> _Collection entries_
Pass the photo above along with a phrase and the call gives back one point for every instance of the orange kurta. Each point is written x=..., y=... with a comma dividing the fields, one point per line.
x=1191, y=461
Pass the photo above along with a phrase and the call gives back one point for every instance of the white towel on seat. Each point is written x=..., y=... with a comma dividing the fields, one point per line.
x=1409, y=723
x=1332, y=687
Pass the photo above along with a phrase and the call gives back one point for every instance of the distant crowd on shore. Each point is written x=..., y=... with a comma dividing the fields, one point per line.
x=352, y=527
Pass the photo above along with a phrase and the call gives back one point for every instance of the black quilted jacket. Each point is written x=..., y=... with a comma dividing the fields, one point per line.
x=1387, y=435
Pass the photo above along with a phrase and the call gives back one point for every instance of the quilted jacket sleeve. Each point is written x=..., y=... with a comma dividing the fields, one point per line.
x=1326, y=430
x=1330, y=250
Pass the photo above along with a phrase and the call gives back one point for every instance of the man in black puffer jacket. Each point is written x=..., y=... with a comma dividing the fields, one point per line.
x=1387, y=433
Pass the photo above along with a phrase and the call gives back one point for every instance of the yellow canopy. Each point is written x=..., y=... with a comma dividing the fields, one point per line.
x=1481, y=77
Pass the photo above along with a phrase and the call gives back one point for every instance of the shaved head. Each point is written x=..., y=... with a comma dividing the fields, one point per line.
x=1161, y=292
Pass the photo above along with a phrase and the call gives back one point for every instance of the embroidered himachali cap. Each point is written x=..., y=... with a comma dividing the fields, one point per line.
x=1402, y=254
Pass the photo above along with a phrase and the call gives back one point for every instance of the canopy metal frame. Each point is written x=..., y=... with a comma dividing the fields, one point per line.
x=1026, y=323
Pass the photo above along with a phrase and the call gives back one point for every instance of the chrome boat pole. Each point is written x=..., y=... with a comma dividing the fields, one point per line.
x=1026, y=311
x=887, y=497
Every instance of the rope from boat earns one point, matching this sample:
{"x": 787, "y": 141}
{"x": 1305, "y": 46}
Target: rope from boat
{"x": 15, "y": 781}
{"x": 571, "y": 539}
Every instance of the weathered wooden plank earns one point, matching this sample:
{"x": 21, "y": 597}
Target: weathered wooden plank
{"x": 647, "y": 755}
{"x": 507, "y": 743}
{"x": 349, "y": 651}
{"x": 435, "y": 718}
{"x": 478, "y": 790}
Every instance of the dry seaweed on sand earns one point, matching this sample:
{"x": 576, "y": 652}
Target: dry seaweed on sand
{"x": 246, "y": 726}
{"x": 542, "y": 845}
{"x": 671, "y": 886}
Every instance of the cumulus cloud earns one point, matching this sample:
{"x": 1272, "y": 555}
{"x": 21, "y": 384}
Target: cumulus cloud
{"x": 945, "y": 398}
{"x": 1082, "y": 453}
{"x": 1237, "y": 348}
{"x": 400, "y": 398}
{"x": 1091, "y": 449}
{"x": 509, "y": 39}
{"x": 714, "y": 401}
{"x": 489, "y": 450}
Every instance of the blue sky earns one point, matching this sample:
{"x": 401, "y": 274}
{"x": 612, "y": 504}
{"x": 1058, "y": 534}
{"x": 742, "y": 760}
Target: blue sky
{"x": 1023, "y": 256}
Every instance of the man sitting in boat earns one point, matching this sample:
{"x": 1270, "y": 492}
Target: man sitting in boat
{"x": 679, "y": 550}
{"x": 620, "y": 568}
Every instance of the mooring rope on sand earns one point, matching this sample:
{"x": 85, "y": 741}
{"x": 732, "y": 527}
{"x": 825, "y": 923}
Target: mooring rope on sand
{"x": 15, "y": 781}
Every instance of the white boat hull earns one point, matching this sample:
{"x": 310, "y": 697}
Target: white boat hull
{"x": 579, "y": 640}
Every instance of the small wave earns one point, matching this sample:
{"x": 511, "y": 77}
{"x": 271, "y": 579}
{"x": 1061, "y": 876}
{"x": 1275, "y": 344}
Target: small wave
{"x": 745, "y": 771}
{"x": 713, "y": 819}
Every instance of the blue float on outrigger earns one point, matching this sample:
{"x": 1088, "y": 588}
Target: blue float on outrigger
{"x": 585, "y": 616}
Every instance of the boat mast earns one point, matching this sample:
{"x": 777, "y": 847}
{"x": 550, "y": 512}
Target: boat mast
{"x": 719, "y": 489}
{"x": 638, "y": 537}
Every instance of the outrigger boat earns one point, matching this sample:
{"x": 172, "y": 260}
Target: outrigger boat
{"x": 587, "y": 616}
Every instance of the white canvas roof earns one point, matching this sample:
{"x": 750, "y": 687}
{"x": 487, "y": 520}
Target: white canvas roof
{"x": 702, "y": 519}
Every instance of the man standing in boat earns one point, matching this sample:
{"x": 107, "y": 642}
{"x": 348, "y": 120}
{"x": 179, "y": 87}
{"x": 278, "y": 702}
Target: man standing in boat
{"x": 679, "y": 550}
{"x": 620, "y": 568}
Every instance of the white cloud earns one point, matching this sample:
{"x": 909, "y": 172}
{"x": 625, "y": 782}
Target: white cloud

> _WHAT THE EXERCISE ASKS_
Rename "distant crowd" to "far-off crowd" in the lines between the one holding "the white towel" and the one holding "x=352, y=527", inclusive, and return only those lines with nothing else altered.

> _REPLY TO THE EXERCISE_
Pass the photo above along with a phrase and the call gives back one point for every instance of the white towel on seat. Each point is written x=..., y=... with a comma dividing the fields, one point per line.
x=1409, y=723
x=1332, y=687
Pass the photo above along with a phrase and the call gives back one point for every instance of the far-off crowd on shore. Each point is written x=..., y=... with a comma dividing the fields, one point per line.
x=352, y=527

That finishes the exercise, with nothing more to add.